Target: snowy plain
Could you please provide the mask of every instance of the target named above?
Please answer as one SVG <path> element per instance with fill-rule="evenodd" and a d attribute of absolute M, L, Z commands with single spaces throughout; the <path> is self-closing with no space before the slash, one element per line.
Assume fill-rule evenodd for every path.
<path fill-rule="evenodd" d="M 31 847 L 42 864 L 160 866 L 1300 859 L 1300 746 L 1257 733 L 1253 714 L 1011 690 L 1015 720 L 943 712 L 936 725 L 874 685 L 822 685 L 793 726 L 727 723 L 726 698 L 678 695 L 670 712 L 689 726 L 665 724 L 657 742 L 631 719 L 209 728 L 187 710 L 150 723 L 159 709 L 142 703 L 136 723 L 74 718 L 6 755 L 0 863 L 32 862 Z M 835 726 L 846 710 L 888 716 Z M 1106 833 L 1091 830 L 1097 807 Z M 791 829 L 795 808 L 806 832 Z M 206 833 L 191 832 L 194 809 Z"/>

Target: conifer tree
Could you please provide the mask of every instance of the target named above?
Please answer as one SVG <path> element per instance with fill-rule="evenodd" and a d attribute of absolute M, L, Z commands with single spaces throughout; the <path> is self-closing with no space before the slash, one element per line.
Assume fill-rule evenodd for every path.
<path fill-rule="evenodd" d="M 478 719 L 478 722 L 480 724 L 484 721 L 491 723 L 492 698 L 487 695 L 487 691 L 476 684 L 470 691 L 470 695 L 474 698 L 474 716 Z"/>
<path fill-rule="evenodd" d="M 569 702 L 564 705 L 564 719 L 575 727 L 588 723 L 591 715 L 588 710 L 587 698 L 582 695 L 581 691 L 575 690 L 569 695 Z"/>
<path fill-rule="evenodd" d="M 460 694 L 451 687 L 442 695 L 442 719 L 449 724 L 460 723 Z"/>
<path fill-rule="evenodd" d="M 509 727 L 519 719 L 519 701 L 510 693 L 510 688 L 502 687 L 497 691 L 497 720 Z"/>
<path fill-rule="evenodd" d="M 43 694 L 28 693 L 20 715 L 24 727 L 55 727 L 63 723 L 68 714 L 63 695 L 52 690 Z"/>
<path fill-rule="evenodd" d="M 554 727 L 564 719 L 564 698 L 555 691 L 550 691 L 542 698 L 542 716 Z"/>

- What you should do -
Everything in the listing should be given again word for word.

- Finished task -
Target: snowy plain
Could you please provide the mask of every instance of the target named above?
Please answer as one SVG <path> element per instance with fill-rule="evenodd" and a d attribute of absolute M, L, Z commands with single spaces throughout; the <path> is self-closing with no space before the slash, one element per line.
Assume fill-rule evenodd for every path.
<path fill-rule="evenodd" d="M 31 847 L 42 864 L 160 866 L 1300 859 L 1300 746 L 1257 733 L 1253 714 L 1011 690 L 1015 720 L 943 712 L 936 725 L 874 685 L 822 685 L 793 726 L 727 723 L 726 698 L 678 695 L 670 712 L 689 726 L 665 724 L 657 742 L 631 719 L 209 728 L 187 710 L 150 723 L 159 709 L 142 703 L 136 723 L 74 718 L 6 755 L 0 863 L 32 862 Z M 835 726 L 846 710 L 888 716 Z M 1106 833 L 1091 830 L 1097 807 Z M 791 829 L 795 808 L 806 832 Z M 206 833 L 191 832 L 194 809 Z"/>

Target: conifer tree
Could you please provide the mask of every instance of the target named above?
Please answer as one SVG <path> element per instance with fill-rule="evenodd" and a d attribute of absolute M, L, Z commands with single spaces throughout; the <path> is self-closing with no space before the slash, one element per line.
Assume fill-rule evenodd for every path.
<path fill-rule="evenodd" d="M 478 719 L 478 722 L 480 724 L 484 721 L 491 723 L 492 698 L 487 695 L 487 691 L 476 684 L 470 691 L 470 695 L 474 698 L 474 716 Z"/>
<path fill-rule="evenodd" d="M 569 702 L 564 705 L 564 719 L 575 727 L 588 723 L 591 715 L 588 710 L 587 698 L 582 695 L 581 691 L 575 690 L 569 695 Z"/>
<path fill-rule="evenodd" d="M 460 694 L 451 687 L 442 695 L 442 719 L 449 724 L 460 723 Z"/>
<path fill-rule="evenodd" d="M 509 727 L 519 719 L 519 701 L 510 693 L 510 688 L 502 687 L 497 691 L 497 720 Z"/>
<path fill-rule="evenodd" d="M 43 694 L 28 693 L 20 715 L 24 727 L 55 727 L 63 723 L 68 714 L 63 695 L 52 690 Z"/>
<path fill-rule="evenodd" d="M 554 727 L 564 719 L 564 698 L 555 691 L 550 691 L 542 698 L 542 716 Z"/>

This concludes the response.